◆ WORK TO DO
Format the listing below as a numbered list, omitting any blank lines.

◆ GIVEN ENTRIES
+ + + +
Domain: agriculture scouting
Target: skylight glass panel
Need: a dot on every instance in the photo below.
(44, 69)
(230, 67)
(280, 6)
+ + + +
◆ RESULT BELOW
1. Domain: agriculture scouting
2. Target: skylight glass panel
3. Need: a dot on every instance in the photo below.
4. (44, 69)
5. (230, 67)
6. (280, 6)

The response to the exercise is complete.